▶ [Your instructions]
Could you give every line of the entries below as a Markdown table with the columns Row and Line, numbering each row, skipping blank lines, and leaving the pictures out?

──────────

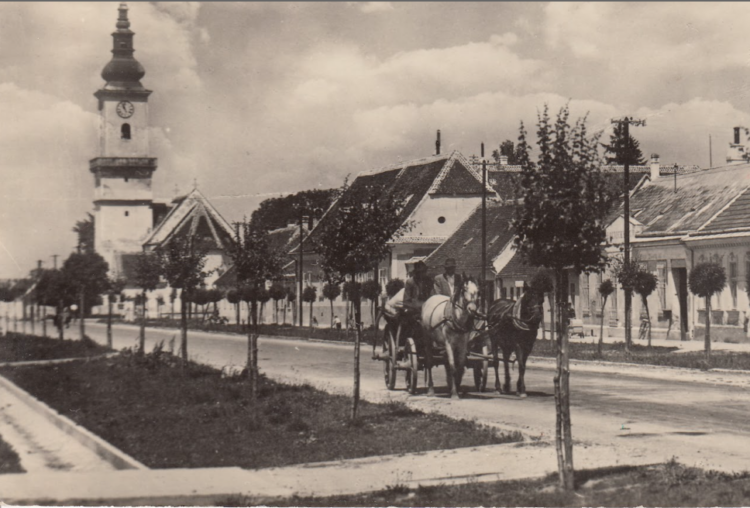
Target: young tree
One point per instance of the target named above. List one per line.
(291, 297)
(87, 272)
(627, 275)
(309, 295)
(645, 284)
(606, 288)
(159, 304)
(354, 238)
(263, 297)
(255, 262)
(233, 297)
(114, 290)
(277, 293)
(619, 152)
(331, 291)
(146, 277)
(182, 261)
(707, 279)
(560, 226)
(84, 230)
(371, 290)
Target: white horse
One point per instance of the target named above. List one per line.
(448, 323)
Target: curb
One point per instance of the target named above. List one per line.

──────────

▶ [Written response]
| Row | Line |
|---|---|
| 1 | Target: young tree |
| 2 | One point per instance of the target named above. List one per line. |
| 3 | (291, 297) |
| 4 | (87, 272) |
| 5 | (627, 275) |
| 6 | (309, 295) |
| 7 | (645, 284) |
| 8 | (606, 288) |
| 9 | (159, 304) |
| 10 | (354, 238) |
| 11 | (263, 297) |
| 12 | (255, 262) |
| 13 | (233, 297) |
| 14 | (114, 290) |
| 15 | (277, 293) |
| 16 | (619, 152) |
| 17 | (331, 291) |
| 18 | (146, 277) |
| 19 | (182, 261) |
| 20 | (707, 279) |
| 21 | (560, 226) |
| 22 | (84, 230) |
| 23 | (371, 290) |
| 24 | Target: white horse |
| 25 | One point per instance of the target named above. List one per line. |
| 26 | (448, 323) |
| 27 | Target: curb |
| 28 | One point per instance of the target named above. List one per line. |